TEXTO DE LEITURA
Nesses doze anos, Claudelice precisou trocar a vida na roça para ser a porta-voz da família na busca por justiça que a levou para vários países. Ela queria ser agrônoma, mas formou-se em Direito pela Universidade Federal do Sul e Sudeste do Pará (UNIFESSPA) – seu trabalho de conclusão de curso foi sobre o duplo assassinato, do irmão e da cunhada. Criou o Instituto Zé Claudio e Maria que continua a luta por justiça iniciada por seu irmão, preserva a memória de defensores e defensoras da floresta assassinados e apoia os que estão ameaçados de morte. E desenvolve projetos de economia solidária e educação ambiental.
Claudelice dos Santos, 40 anos, concedeu de Nova York uma entrevista ao #Colabora, por aplicativo de mensagens. Ela esteve na cidade para participar de um evento sobre paz e segurança com defensoras ambientais latino-americanas. Ela fala do cenário de perigo para defensores, como o indígena Tymbektodem Arara, o Tymbek, que denunciou na sessão do Conselho de Direitos Humanos da ONU em Genebra, no final de setembro, a invasão da Terra Indígena Cachoeira Seca, onde vive o povo Arara. Há duas semanas ele foi encontrado morto, supostamente por afogamento. O indígena teria recebido áudios com ameaças de fazendeiros locais. Veja alguns trechos da entrevista de Claudelice ao #Colabora.

TAREFAS A REALIZAR
1. Responda com base no texto sobre Claudelice dos Santos:
(a) Em que curso Claudelice se formou e por qual universidade?
(b) De que cidade ela concedeu a entrevista ao #Colabora?
(c) Em que sessão e em que cidade Tymbek denunciou a invasão da Terra Indígena Cachoeira Seca?
2. Escreva uma continuação para o texto sobre Claudelice dos Santos, começando logo após a última frase.

Dados armazenados
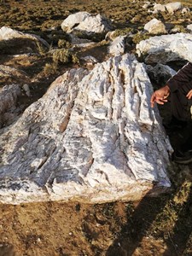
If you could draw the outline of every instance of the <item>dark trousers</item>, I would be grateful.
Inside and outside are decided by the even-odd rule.
[[[171,93],[172,114],[179,120],[191,120],[190,107],[192,106],[192,99],[189,100],[186,97],[191,89],[191,83],[182,84],[182,86],[178,84],[178,89]]]

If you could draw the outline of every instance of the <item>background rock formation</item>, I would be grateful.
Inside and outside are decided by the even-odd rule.
[[[152,37],[137,44],[138,56],[146,63],[167,63],[169,61],[192,61],[192,34],[177,33]]]

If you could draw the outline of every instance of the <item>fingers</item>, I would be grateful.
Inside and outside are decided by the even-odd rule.
[[[154,93],[151,96],[150,102],[151,102],[151,108],[154,108],[154,102],[155,102],[155,95],[154,95]]]
[[[190,100],[192,97],[192,90],[189,91],[189,93],[186,95],[186,97]]]
[[[152,95],[151,101],[150,101],[151,108],[154,108],[155,102],[160,104],[160,105],[164,105],[164,103],[168,102],[166,100],[166,98],[165,98],[165,96],[164,97],[158,97],[158,96],[155,96],[155,94]]]

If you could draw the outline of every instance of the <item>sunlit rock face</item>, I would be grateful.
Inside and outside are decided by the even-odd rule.
[[[167,63],[178,60],[192,62],[192,34],[177,33],[152,37],[137,44],[137,53],[146,63]]]
[[[92,15],[87,12],[78,12],[69,15],[61,25],[63,31],[82,32],[84,34],[107,33],[111,31],[111,20],[100,14]]]
[[[49,44],[38,36],[23,33],[8,26],[0,28],[1,54],[39,53],[49,47]]]
[[[59,77],[1,130],[1,201],[138,200],[170,187],[172,148],[151,92],[131,55]]]

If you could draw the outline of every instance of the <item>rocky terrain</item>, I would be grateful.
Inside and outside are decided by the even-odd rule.
[[[191,20],[189,1],[0,3],[0,255],[192,254],[188,132],[149,107]]]

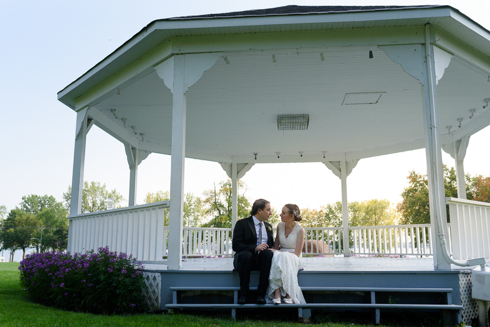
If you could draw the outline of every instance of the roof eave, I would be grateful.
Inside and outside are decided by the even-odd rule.
[[[278,16],[257,16],[234,17],[231,18],[200,18],[191,20],[155,20],[113,53],[90,68],[83,75],[70,83],[58,93],[58,100],[70,108],[75,109],[76,99],[81,94],[73,94],[80,85],[92,78],[104,67],[110,65],[115,59],[133,47],[137,46],[145,38],[158,30],[233,28],[247,26],[276,25],[283,23],[303,24],[322,22],[342,22],[347,21],[366,21],[377,20],[403,19],[410,18],[428,19],[434,17],[450,17],[477,33],[490,40],[490,32],[485,29],[468,16],[452,7],[441,6],[436,8],[403,9],[400,10],[355,11],[353,12],[331,13],[328,14],[298,14]],[[172,37],[170,36],[169,37]],[[162,42],[165,40],[162,40]],[[144,54],[141,54],[141,55]],[[101,83],[102,81],[100,81]],[[98,83],[97,83],[98,84]],[[71,94],[70,94],[71,93]],[[70,96],[71,95],[71,96]]]

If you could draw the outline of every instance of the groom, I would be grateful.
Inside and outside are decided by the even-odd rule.
[[[251,270],[260,271],[256,303],[265,304],[265,291],[273,257],[272,251],[268,249],[274,245],[272,226],[265,221],[271,213],[269,202],[259,199],[254,203],[250,217],[238,220],[235,225],[232,242],[236,252],[233,271],[238,271],[240,276],[238,304],[247,304]]]

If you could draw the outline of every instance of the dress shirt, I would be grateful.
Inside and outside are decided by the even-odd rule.
[[[267,231],[265,230],[265,224],[263,221],[259,221],[259,220],[255,218],[255,216],[252,216],[254,219],[254,224],[255,225],[255,233],[257,233],[257,245],[265,243],[267,244],[268,238],[267,237]],[[262,224],[262,240],[259,240],[259,225]]]

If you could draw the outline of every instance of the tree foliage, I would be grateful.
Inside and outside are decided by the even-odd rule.
[[[241,181],[237,183],[238,196],[238,219],[241,219],[250,215],[250,203],[245,197],[247,187]],[[241,194],[240,194],[241,193]],[[203,227],[215,227],[216,228],[230,228],[231,227],[231,180],[221,182],[216,188],[205,191],[203,202],[206,208],[206,213],[213,218],[203,224]]]
[[[457,197],[457,183],[456,171],[453,167],[448,168],[444,165],[444,189],[446,196]],[[397,210],[401,216],[401,222],[403,224],[421,224],[430,223],[430,211],[429,206],[429,188],[427,175],[418,174],[414,171],[410,172],[407,178],[408,187],[402,193],[402,202],[398,204]],[[476,197],[485,192],[490,195],[490,185],[485,185],[484,182],[478,184],[479,181],[485,179],[481,176],[472,178],[468,174],[465,176],[466,196],[469,200],[476,200]],[[490,182],[490,178],[487,178]],[[488,183],[490,184],[490,183]],[[478,186],[477,186],[478,185]],[[484,195],[479,198],[484,198]],[[490,198],[487,198],[490,199]],[[446,211],[449,212],[447,206]],[[449,220],[449,215],[448,214]]]
[[[475,176],[471,180],[470,191],[475,201],[490,203],[490,177]]]
[[[22,196],[19,207],[11,210],[3,221],[0,232],[2,248],[21,249],[23,257],[26,249],[32,247],[41,253],[66,248],[68,221],[61,203],[51,195],[31,194]]]
[[[154,203],[160,201],[168,201],[170,193],[168,191],[158,191],[155,193],[149,192],[144,198],[145,203]],[[164,225],[168,225],[168,210],[165,211]],[[202,200],[191,193],[185,194],[184,199],[184,226],[199,227],[205,218],[205,210]]]
[[[36,215],[33,213],[18,208],[11,210],[0,231],[2,248],[13,251],[21,249],[22,259],[24,258],[26,249],[31,246],[31,239],[34,237],[36,231],[32,228],[38,226],[38,223]]]
[[[122,195],[116,190],[110,192],[106,188],[106,184],[98,182],[83,182],[82,191],[82,213],[95,212],[107,210],[106,201],[110,197],[114,201],[114,208],[121,208],[121,203],[125,200]],[[71,186],[68,187],[66,193],[63,193],[65,208],[70,209],[71,203]]]

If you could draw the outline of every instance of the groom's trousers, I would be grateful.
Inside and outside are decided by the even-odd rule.
[[[233,261],[234,271],[238,272],[240,277],[240,295],[248,296],[249,284],[250,282],[250,271],[259,270],[259,285],[257,292],[259,295],[265,295],[269,283],[269,272],[274,253],[265,249],[252,254],[249,251],[240,251],[235,254]]]

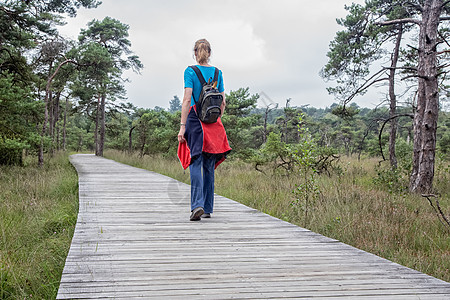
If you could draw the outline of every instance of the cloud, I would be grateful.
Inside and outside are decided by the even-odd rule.
[[[129,101],[140,107],[168,107],[174,95],[182,97],[183,71],[195,63],[200,38],[211,42],[211,63],[224,72],[228,91],[250,87],[280,105],[292,98],[292,105],[324,107],[333,99],[318,74],[345,3],[350,1],[109,0],[80,10],[62,31],[76,37],[89,20],[105,16],[130,25],[132,49],[145,69],[141,76],[126,72],[126,87]]]

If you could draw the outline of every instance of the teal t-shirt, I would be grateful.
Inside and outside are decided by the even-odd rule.
[[[208,82],[209,78],[211,78],[211,80],[214,79],[214,67],[204,67],[199,65],[197,65],[197,67],[202,72],[203,78],[205,79],[206,82]],[[217,81],[218,81],[217,88],[219,92],[222,93],[225,89],[223,86],[222,71],[220,70],[219,70],[219,79]],[[195,71],[192,70],[192,68],[190,67],[187,67],[186,70],[184,70],[184,87],[192,88],[192,97],[191,97],[191,106],[192,106],[195,104],[194,95],[196,100],[198,100],[198,98],[200,97],[202,85],[197,75],[195,74]]]

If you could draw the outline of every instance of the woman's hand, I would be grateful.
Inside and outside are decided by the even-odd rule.
[[[184,138],[184,133],[186,132],[186,126],[185,125],[181,125],[180,126],[180,131],[178,132],[178,142],[179,143],[185,143],[186,139]]]

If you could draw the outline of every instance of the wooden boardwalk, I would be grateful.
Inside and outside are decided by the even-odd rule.
[[[450,283],[189,185],[73,155],[80,211],[57,299],[450,299]]]

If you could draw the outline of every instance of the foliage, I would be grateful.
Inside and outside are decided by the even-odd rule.
[[[42,106],[33,101],[29,88],[14,84],[8,74],[0,76],[0,165],[22,164],[22,151],[36,145],[34,126]]]
[[[174,157],[144,157],[109,151],[108,158],[162,173],[188,183],[189,175]],[[216,170],[216,193],[287,222],[337,239],[391,261],[450,281],[450,238],[434,210],[420,196],[389,192],[373,183],[378,158],[342,157],[341,172],[316,176],[320,197],[310,201],[308,223],[296,209],[295,184],[301,173],[267,176],[240,159],[228,160]],[[443,171],[443,169],[440,169]],[[450,197],[447,170],[437,174],[442,199]],[[447,176],[447,177],[445,177]],[[450,203],[441,200],[448,215]]]
[[[0,166],[0,298],[55,299],[78,212],[66,154]]]
[[[252,127],[258,124],[259,115],[251,114],[256,107],[259,95],[250,95],[249,88],[230,91],[226,95],[226,108],[222,122],[226,128],[228,140],[233,152],[239,153],[246,148],[255,148],[262,143]]]

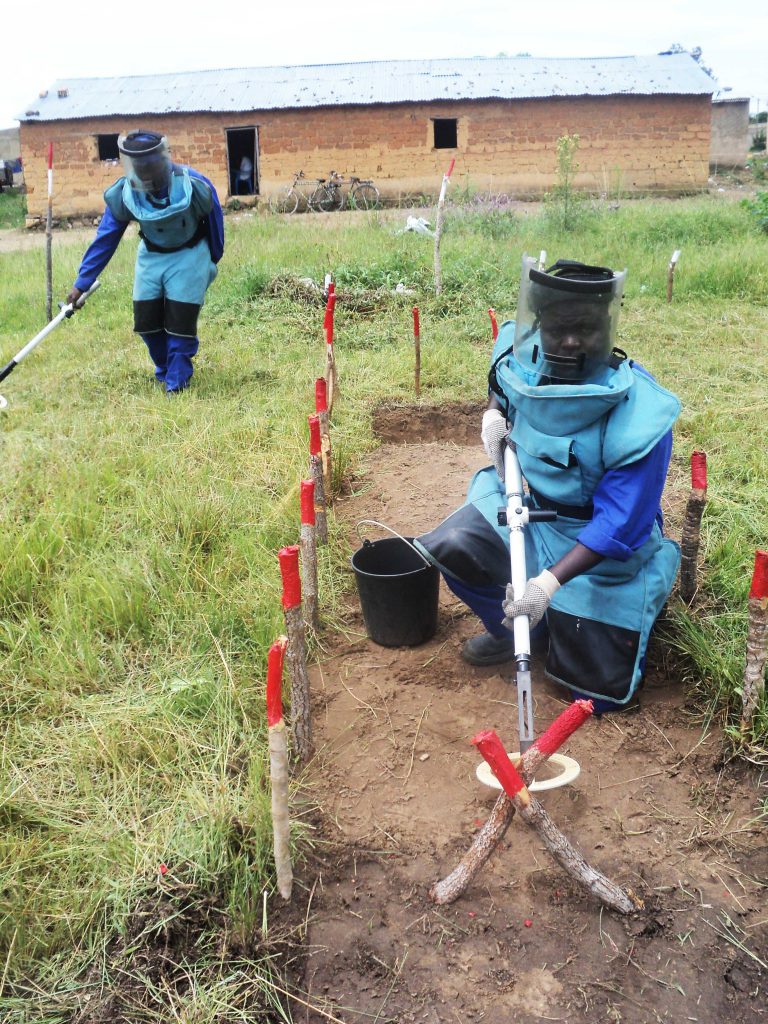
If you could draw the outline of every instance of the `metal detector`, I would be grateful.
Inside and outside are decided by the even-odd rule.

RESPOSTAS DO EXERCÍCIO
1.
(a) Em Direito, pela Universidade Federal do Sul e Sudeste do Pará (UNIFESSPA).
(b) De Nova York.
(c) Na sessão do Conselho de Direitos Humanos da ONU, em Genebra.

2.
#Colabora: O que você sentiu quando recebeu o convite para participar do TEDxAmazônia?
Claudelice dos Santos: Eu me senti como se estivesse voltando no tempo. Embora eu não estivesse lá quando o Zé Cláudio falou, me senti como se visse ele na minha frente palestrando naquele dia. E me veio uma mistura de sentimentos, como uma dor e, imediatamente, comecei a chorar. Mas, também, como uma honra de poder subir no mesmo lugar em que ele subiu, tanto tempo depois e agora sem ele. Infelizmente sem ele, sem ela e só com essa coisa que a gente chama de força, mas eu não sei se é força ou se é indignação ou se é sede por justiça. Doze anos depois… Eu fechei o computador porque isso foi rápido e achei que eu não estava lendo aquilo. Voltei depois que tomei um café e era isso mesmo. Pensei, é Zé, doze anos depois, muita coisa mudou, mas a situação de quem vive na Floresta e protege como pode não, continua perigosa, está do mesmo jeito.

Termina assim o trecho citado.